Dataset excerpt
-- begin --
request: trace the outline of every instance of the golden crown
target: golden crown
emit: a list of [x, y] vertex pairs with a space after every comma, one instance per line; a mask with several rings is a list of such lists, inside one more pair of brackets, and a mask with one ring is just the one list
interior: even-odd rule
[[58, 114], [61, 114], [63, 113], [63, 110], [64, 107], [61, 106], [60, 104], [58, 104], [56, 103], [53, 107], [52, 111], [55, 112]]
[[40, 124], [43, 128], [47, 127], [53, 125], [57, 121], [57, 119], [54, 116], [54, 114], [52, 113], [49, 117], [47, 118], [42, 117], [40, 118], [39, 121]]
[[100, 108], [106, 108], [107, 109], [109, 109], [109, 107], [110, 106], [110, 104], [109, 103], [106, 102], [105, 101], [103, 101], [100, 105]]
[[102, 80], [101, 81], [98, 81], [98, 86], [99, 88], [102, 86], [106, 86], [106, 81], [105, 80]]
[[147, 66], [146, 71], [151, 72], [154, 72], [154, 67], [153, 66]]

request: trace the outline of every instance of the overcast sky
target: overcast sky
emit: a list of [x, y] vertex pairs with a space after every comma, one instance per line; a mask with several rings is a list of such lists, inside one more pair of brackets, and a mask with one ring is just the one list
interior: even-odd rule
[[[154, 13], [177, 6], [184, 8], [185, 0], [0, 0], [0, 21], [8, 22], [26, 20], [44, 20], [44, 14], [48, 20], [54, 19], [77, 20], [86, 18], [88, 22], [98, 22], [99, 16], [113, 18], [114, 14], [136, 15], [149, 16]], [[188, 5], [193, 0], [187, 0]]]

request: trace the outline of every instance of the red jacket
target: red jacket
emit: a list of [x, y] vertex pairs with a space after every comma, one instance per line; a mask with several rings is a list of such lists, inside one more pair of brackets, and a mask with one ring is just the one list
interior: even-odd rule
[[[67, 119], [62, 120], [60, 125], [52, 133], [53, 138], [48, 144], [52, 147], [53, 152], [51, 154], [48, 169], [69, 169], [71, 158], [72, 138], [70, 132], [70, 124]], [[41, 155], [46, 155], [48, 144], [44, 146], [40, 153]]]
-- end --
Reproduce every line of the entries above verbatim, without any alteration.

Answer to the problem =>
request: trace the outline of every instance of the golden crown
target: golden crown
emit: a list of [x, y] vertex pairs with a space after every comma, one instance per line; a mask with several rings is a list of such lists, inside one more pair of brackets, and a mask with one ring is just the one list
interior: even-odd rule
[[58, 114], [61, 114], [63, 113], [63, 110], [64, 107], [61, 106], [60, 104], [58, 104], [56, 103], [53, 107], [52, 111], [55, 112]]
[[40, 124], [43, 128], [47, 127], [53, 125], [57, 121], [57, 119], [54, 116], [54, 114], [52, 113], [49, 117], [47, 118], [42, 117], [40, 118], [39, 121]]
[[100, 108], [106, 108], [107, 109], [109, 109], [109, 107], [110, 106], [110, 104], [109, 103], [106, 102], [105, 101], [103, 101], [100, 105]]
[[102, 80], [101, 81], [98, 81], [98, 86], [99, 88], [102, 86], [106, 86], [106, 81], [105, 80]]
[[147, 66], [146, 71], [151, 72], [154, 72], [154, 67], [153, 66]]

request: trace the outline of every instance of the overcast sky
target: overcast sky
emit: a list of [x, y] vertex pairs with a space after every comma, one instance per line; a mask with several rings is a list of such lists, inside one more pair of brackets, and a mask with one ring is just the one list
interior: even-odd rule
[[[154, 13], [177, 6], [184, 8], [185, 0], [0, 0], [0, 21], [8, 22], [26, 20], [44, 20], [44, 14], [48, 20], [54, 19], [77, 20], [86, 18], [88, 22], [98, 22], [99, 16], [113, 18], [114, 14], [136, 15], [149, 16]], [[188, 5], [193, 0], [187, 0]]]

request: trace the outline of every instance of the red jacket
target: red jacket
emit: a list of [x, y] vertex pairs with a space after every comma, one instance per line; a mask with several rings is a list of such lists, inside one more pair of brackets, and a mask with one ring is just the one list
interior: even-odd rule
[[[67, 119], [62, 120], [60, 125], [52, 133], [53, 138], [48, 144], [52, 147], [53, 152], [51, 154], [48, 169], [69, 169], [71, 158], [72, 138], [70, 132], [70, 124]], [[41, 155], [46, 155], [48, 144], [44, 146], [40, 153]]]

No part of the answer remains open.